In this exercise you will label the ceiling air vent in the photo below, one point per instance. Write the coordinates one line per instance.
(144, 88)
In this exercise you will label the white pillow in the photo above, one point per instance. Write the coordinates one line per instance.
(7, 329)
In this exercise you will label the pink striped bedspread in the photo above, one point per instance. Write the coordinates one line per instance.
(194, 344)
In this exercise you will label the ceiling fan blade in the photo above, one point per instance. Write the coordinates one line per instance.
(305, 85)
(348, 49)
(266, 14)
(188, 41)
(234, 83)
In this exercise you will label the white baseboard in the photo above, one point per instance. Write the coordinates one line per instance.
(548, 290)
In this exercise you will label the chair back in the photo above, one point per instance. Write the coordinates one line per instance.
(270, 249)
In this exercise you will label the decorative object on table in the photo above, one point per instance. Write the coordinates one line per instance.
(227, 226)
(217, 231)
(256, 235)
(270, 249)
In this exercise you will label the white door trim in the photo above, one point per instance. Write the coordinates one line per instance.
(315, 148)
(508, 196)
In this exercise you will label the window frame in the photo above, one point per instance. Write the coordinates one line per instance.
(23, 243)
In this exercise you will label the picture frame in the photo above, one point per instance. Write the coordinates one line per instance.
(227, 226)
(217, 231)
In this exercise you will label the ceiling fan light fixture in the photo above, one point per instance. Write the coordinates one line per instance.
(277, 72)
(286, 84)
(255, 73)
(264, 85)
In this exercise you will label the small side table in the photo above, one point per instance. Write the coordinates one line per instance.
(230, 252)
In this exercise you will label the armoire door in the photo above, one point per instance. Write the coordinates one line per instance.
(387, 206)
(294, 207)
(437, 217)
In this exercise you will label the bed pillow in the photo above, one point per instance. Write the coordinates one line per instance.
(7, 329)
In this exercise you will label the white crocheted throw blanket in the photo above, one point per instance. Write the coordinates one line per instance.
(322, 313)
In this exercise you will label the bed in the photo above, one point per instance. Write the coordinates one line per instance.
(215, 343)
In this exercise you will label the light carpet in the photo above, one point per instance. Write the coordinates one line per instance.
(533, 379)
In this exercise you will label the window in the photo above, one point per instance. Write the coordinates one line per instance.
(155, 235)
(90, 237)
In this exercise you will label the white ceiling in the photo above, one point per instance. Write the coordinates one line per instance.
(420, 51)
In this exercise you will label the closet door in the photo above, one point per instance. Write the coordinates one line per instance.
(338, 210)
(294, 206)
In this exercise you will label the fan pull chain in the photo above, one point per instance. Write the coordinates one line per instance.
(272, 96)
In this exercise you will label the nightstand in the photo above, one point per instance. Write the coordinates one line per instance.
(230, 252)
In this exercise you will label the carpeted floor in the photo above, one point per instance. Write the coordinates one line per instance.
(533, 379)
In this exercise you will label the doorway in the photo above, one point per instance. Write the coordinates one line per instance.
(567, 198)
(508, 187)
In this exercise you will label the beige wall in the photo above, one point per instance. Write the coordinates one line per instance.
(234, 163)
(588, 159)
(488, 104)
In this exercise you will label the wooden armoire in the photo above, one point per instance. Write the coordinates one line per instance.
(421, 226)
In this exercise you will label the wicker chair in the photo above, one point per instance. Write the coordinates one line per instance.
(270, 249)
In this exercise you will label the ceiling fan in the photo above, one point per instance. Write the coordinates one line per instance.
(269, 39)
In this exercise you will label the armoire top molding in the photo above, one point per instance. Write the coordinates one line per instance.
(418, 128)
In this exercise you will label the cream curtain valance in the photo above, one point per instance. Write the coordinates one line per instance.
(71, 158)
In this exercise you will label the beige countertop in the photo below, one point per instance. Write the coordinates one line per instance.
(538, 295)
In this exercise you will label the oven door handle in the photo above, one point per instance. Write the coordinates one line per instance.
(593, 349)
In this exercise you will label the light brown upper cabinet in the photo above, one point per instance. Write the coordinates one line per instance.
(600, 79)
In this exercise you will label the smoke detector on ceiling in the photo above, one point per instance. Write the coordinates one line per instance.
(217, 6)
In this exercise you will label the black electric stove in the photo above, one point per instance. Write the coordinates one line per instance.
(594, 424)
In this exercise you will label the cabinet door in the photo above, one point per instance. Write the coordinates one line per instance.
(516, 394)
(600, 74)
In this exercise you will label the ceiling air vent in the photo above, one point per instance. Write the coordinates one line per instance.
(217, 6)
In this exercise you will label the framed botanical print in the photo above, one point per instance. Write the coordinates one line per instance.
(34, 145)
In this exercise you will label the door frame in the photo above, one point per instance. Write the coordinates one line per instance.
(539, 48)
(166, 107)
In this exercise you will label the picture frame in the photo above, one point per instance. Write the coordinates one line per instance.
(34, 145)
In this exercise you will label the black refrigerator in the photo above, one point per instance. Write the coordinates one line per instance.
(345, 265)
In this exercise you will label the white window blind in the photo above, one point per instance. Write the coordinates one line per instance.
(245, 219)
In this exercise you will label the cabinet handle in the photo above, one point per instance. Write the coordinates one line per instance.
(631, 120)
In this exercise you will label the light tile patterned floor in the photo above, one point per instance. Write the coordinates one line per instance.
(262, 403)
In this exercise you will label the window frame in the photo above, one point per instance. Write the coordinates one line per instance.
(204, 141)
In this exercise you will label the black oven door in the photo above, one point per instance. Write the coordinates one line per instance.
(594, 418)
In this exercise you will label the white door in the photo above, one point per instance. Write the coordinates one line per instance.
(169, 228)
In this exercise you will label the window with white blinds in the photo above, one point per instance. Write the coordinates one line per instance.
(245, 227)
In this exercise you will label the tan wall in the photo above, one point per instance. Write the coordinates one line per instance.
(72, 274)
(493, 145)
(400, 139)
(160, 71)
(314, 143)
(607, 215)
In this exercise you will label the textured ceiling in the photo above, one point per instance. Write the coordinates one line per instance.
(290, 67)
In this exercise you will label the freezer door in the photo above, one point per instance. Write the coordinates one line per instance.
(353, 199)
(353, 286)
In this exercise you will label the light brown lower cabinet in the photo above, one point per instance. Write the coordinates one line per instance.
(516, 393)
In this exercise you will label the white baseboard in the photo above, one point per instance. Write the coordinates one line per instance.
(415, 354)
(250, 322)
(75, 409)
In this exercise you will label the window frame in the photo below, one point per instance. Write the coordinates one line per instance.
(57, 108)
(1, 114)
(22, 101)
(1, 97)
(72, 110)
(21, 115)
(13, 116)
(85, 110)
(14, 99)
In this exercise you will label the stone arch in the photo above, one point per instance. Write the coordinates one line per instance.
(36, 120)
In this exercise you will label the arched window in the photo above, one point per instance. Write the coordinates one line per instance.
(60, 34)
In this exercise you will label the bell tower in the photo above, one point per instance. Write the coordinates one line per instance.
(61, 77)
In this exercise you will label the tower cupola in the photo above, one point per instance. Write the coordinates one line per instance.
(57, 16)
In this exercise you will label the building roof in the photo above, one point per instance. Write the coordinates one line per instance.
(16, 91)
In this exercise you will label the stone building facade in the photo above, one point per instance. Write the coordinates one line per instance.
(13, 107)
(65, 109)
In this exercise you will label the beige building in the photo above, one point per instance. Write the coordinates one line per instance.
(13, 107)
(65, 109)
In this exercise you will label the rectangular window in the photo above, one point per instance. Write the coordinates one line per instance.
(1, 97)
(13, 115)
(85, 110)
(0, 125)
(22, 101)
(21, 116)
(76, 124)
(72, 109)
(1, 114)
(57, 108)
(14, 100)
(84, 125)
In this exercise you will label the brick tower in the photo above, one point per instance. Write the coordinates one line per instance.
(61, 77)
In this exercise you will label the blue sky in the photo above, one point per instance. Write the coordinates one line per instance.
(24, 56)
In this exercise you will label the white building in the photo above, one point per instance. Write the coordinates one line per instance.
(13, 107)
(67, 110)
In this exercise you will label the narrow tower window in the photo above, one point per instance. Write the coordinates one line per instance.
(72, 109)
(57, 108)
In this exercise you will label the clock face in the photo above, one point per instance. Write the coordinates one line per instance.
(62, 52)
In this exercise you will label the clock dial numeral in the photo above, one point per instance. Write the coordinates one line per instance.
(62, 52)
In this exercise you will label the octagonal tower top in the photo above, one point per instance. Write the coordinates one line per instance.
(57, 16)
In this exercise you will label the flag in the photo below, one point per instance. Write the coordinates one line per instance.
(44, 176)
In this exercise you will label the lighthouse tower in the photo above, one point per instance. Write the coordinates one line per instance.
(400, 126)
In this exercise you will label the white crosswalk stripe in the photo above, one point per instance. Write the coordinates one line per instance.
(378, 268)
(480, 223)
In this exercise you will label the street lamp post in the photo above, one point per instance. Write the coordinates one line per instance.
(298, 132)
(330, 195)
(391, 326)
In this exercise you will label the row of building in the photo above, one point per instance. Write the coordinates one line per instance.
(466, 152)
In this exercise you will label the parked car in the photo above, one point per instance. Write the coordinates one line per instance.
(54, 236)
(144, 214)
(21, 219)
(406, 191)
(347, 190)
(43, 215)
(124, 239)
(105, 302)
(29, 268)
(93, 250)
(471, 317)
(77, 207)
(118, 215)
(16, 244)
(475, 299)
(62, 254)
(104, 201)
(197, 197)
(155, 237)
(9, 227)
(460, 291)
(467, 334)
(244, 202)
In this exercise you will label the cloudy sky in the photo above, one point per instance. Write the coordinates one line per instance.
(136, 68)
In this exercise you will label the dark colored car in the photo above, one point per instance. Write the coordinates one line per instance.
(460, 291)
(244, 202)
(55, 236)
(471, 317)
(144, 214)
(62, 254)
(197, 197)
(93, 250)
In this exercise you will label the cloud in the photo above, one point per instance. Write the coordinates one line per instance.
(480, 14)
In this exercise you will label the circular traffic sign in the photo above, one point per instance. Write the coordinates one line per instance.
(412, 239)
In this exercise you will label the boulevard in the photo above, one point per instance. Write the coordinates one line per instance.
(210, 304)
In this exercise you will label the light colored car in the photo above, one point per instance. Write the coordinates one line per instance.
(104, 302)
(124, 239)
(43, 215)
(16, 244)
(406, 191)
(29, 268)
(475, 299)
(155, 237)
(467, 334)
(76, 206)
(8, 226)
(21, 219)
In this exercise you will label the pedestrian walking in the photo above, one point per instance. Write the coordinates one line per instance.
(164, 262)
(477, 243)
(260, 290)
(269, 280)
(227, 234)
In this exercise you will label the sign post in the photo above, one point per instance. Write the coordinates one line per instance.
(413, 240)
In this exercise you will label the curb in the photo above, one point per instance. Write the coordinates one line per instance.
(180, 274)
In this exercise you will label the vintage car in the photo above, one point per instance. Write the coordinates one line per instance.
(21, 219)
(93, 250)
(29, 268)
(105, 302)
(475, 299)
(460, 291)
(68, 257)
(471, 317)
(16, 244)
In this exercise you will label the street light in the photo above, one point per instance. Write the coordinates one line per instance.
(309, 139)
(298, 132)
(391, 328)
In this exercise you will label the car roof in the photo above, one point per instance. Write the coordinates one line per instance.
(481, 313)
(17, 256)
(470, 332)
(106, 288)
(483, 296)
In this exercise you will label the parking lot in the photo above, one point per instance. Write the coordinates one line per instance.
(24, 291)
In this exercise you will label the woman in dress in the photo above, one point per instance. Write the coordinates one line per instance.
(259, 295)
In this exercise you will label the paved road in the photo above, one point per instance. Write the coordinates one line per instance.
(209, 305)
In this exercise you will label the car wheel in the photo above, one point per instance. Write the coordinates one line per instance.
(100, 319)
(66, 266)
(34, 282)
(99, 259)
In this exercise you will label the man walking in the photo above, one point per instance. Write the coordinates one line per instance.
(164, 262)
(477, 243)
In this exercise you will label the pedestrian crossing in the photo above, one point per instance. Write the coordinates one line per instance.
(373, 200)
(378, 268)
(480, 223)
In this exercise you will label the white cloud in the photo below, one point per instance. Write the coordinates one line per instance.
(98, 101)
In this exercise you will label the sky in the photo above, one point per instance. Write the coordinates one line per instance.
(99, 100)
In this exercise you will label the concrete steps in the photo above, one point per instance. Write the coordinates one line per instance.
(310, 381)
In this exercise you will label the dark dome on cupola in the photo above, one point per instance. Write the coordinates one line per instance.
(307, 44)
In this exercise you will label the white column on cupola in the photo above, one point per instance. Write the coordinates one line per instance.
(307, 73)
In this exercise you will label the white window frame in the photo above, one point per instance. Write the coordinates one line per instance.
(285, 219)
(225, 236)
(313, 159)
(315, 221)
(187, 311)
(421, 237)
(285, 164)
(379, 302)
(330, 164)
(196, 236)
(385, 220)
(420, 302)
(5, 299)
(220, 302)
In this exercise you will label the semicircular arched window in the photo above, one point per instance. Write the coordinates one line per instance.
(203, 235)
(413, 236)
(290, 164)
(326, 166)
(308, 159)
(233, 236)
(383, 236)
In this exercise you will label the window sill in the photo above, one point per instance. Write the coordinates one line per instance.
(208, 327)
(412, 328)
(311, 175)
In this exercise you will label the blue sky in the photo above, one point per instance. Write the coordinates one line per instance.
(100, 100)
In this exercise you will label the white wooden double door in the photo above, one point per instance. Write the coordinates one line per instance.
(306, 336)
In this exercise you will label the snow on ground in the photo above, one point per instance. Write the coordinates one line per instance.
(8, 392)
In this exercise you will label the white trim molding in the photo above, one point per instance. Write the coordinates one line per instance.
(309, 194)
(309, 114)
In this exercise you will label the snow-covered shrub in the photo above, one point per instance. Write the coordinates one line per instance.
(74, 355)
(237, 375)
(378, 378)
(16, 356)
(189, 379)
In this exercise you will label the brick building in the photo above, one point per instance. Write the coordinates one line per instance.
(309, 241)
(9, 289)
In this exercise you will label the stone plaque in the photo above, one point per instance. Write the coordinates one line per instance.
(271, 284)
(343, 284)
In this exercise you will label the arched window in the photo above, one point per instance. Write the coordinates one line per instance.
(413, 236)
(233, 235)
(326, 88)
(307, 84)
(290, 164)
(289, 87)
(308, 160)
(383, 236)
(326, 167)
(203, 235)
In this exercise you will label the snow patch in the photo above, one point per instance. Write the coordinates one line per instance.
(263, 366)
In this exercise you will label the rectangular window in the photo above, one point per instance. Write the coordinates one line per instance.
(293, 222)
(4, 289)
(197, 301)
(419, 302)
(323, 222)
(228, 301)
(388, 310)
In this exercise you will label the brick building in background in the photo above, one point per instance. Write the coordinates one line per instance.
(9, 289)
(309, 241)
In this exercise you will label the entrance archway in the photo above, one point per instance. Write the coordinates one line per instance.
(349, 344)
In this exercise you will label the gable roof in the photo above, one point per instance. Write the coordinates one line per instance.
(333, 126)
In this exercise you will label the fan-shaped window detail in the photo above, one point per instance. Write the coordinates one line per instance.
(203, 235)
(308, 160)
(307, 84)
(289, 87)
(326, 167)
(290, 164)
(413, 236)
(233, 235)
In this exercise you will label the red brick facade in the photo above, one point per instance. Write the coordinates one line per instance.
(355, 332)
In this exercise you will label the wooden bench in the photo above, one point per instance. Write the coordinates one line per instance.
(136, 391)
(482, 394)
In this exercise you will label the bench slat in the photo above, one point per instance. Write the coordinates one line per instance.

+ + + + +

● **GIVEN INSTRUCTION**
Please convert the rows above, from the line containing "In this exercise you will label the entrance" through the final line of the rows, into a JSON list of strings with one string per line and any blank lines omitted.

● **RESPONSE BELOW**
[
  "In this exercise you will label the entrance archway in the photo above, one point per instance. Write the coordinates one line per instance.",
  "(349, 344)",
  "In this exercise you will label the gable roof in the photo above, one point per instance. Write the coordinates one line per instance.",
  "(333, 126)",
  "In this exercise you will label the fan-shaped window detail in the photo above, one point per instance. Write the coordinates one line per instance.",
  "(203, 235)",
  "(308, 160)",
  "(307, 84)",
  "(289, 87)",
  "(326, 167)",
  "(290, 164)",
  "(413, 236)",
  "(233, 235)",
  "In this exercise you will label the red brick facade in the photo above, one point per instance. Write the coordinates one line per instance.",
  "(355, 332)",
  "In this exercise you will label the wooden bench in the photo above, one point per instance. Write the coordinates one line per instance.",
  "(136, 391)",
  "(482, 394)",
  "In this exercise you will label the bench slat in the photo above, one point per instance. Write the coordinates one line per instance."
]